The input:
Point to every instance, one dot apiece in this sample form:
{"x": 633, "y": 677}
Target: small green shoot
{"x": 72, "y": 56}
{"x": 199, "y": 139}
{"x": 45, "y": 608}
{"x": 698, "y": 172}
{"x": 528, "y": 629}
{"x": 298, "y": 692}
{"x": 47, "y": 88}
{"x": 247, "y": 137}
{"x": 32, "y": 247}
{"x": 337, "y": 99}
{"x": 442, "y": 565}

What is being asked: Print the data above again, line for line, without changing anything.

Correct result:
Point to every instance, one dot apiece in this sample form:
{"x": 633, "y": 677}
Target: small green shoot
{"x": 72, "y": 56}
{"x": 199, "y": 139}
{"x": 45, "y": 608}
{"x": 698, "y": 172}
{"x": 528, "y": 629}
{"x": 298, "y": 692}
{"x": 47, "y": 88}
{"x": 247, "y": 137}
{"x": 32, "y": 247}
{"x": 337, "y": 99}
{"x": 442, "y": 565}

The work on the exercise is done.